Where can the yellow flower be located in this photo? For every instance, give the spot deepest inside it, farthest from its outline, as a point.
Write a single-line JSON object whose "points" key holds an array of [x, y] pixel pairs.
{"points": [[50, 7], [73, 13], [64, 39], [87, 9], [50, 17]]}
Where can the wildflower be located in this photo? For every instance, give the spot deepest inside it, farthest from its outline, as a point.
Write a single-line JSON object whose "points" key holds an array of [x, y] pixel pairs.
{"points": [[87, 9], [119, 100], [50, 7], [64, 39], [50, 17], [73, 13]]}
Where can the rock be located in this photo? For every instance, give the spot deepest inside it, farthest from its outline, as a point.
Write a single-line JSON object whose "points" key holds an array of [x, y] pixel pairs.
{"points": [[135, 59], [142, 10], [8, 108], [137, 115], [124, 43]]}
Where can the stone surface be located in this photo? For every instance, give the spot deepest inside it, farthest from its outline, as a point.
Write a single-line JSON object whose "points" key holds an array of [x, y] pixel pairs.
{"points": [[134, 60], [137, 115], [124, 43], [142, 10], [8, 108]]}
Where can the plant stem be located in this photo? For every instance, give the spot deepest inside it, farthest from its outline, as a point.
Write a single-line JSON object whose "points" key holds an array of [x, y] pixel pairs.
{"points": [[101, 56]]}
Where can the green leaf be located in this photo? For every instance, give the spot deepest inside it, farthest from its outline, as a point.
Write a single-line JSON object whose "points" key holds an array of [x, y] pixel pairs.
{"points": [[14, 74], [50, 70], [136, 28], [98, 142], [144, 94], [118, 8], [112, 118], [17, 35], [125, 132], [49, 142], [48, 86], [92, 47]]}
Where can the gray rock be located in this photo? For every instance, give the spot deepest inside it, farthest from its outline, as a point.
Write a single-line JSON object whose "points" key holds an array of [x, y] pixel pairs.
- - -
Problem details :: Reproduce the records in full, exactly as written.

Answer to this task ::
Where can the yellow flower be located in this photo? For every instance, give the spot deepest inside it, farthest from its outline, as a point.
Write a single-line JSON object whose "points" key holds an array of [x, y] pixel pairs.
{"points": [[50, 7], [73, 13], [64, 39], [87, 9], [50, 17]]}
Where can the wildflower be located in this photo? For every instance, give the spot deepest inside it, farthest from its outline, as a point.
Write a single-line JSON object whose "points" key holds an array of [x, y] pixel pairs.
{"points": [[87, 9], [119, 100], [50, 7], [64, 39], [50, 17], [73, 13]]}
Where can the rock be located in this photo? For every instance, give the spot deepest inside it, farthest from its outline, as a point.
Write a single-line JSON object whose "points" key holds an array of [x, y] pixel pairs.
{"points": [[135, 59], [142, 10], [8, 108], [137, 115], [124, 43]]}
Where can the stone surface be located in this photo? For every instance, give the spot deepest inside it, farthest from its outline, as a point.
Write a single-line JSON object whose "points" key holds an array of [x, y] pixel pairs.
{"points": [[134, 60], [137, 115], [124, 43], [142, 10], [8, 108]]}
Where can the plant stem be located in this photo? For every instance, give the spot deepest inside it, farthest from its outline, as a point.
Write a single-line JSON object whose "points" key holds an array of [x, y] pixel pairs.
{"points": [[101, 56]]}
Where can the green leaf be located in this photo? For every instance, give the spot deepest inside it, farthest from its outline, as a point.
Write a single-line JSON object whose "points" key holds an array of [x, y] pixel pairs.
{"points": [[14, 74], [50, 70], [136, 28], [98, 142], [144, 94], [118, 8], [112, 118], [17, 35], [125, 132], [49, 142], [48, 86], [92, 47]]}
Where can the gray rock be located in this photo? For every instance, give the spot deepest inside it, farthest from its outline, as a point.
Write a single-line JSON object whose "points" key holds an array of [x, y] pixel pairs.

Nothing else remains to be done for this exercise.